DATA LISTING:
□ □ □ □ □

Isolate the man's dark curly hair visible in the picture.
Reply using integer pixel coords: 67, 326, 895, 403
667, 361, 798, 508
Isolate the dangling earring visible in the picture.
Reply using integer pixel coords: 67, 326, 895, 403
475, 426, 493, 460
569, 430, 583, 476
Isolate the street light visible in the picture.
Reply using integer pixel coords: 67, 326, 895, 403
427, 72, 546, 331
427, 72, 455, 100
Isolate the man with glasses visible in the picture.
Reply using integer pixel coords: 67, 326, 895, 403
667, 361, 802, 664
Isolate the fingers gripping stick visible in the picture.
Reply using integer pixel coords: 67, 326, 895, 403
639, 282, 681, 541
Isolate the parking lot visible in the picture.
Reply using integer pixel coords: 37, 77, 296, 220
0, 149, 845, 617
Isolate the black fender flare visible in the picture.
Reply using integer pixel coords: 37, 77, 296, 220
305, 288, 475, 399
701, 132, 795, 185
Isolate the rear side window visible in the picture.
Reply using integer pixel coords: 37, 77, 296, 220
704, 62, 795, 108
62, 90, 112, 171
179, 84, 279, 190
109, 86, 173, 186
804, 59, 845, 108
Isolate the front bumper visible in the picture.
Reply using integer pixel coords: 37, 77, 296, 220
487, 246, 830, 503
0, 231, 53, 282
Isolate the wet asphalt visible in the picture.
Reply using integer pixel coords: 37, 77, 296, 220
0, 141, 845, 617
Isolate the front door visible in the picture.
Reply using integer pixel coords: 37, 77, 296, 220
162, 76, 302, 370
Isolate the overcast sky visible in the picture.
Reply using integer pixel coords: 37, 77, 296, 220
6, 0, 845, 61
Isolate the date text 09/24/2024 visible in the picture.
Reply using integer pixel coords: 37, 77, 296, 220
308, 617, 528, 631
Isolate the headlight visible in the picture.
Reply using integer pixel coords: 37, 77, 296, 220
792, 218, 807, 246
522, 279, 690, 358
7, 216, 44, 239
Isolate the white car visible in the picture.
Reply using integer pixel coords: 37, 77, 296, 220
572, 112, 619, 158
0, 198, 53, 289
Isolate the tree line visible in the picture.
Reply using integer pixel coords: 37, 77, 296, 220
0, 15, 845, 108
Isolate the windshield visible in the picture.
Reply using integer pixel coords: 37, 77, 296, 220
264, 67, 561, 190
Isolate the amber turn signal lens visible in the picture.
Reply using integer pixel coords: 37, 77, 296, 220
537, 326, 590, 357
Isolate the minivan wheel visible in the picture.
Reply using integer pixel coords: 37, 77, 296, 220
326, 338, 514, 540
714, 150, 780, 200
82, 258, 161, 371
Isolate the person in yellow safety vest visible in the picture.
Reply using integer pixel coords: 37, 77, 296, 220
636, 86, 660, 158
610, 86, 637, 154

□ □ □ □ □

STATED EXERCISE: Convert the data into a numbered list, starting at the line containing "Isolate the white car visible in the picture." and ending at the last line of the data, with both ends included and blank lines omitted.

RESPONSE:
1. Isolate the white car visible in the picture.
2. Reply using integer pixel coords: 37, 77, 296, 220
3. 572, 112, 619, 158
4. 0, 198, 53, 289
5. Isolate the tree line visible in the picture.
6. Reply using integer pixel coords: 37, 77, 296, 220
7. 0, 15, 845, 108
8. Isolate the windshield visible in the picture.
9. Reply using integer pixel coords: 37, 77, 296, 220
10. 264, 67, 561, 190
11. Isolate the amber turn signal lens visible in the picture.
12. Reply using integer pixel coords: 37, 77, 296, 220
13. 537, 326, 590, 357
14. Isolate the minivan wheel visible in the picture.
15. Reply using integer pixel coords: 37, 77, 296, 220
16. 326, 338, 514, 540
17. 714, 150, 780, 200
18. 82, 258, 161, 371
19. Isolate the person in yellow safety vest visible in the picture.
20. Reply using integer pixel coords: 37, 77, 296, 220
21. 636, 86, 660, 158
22. 610, 86, 637, 154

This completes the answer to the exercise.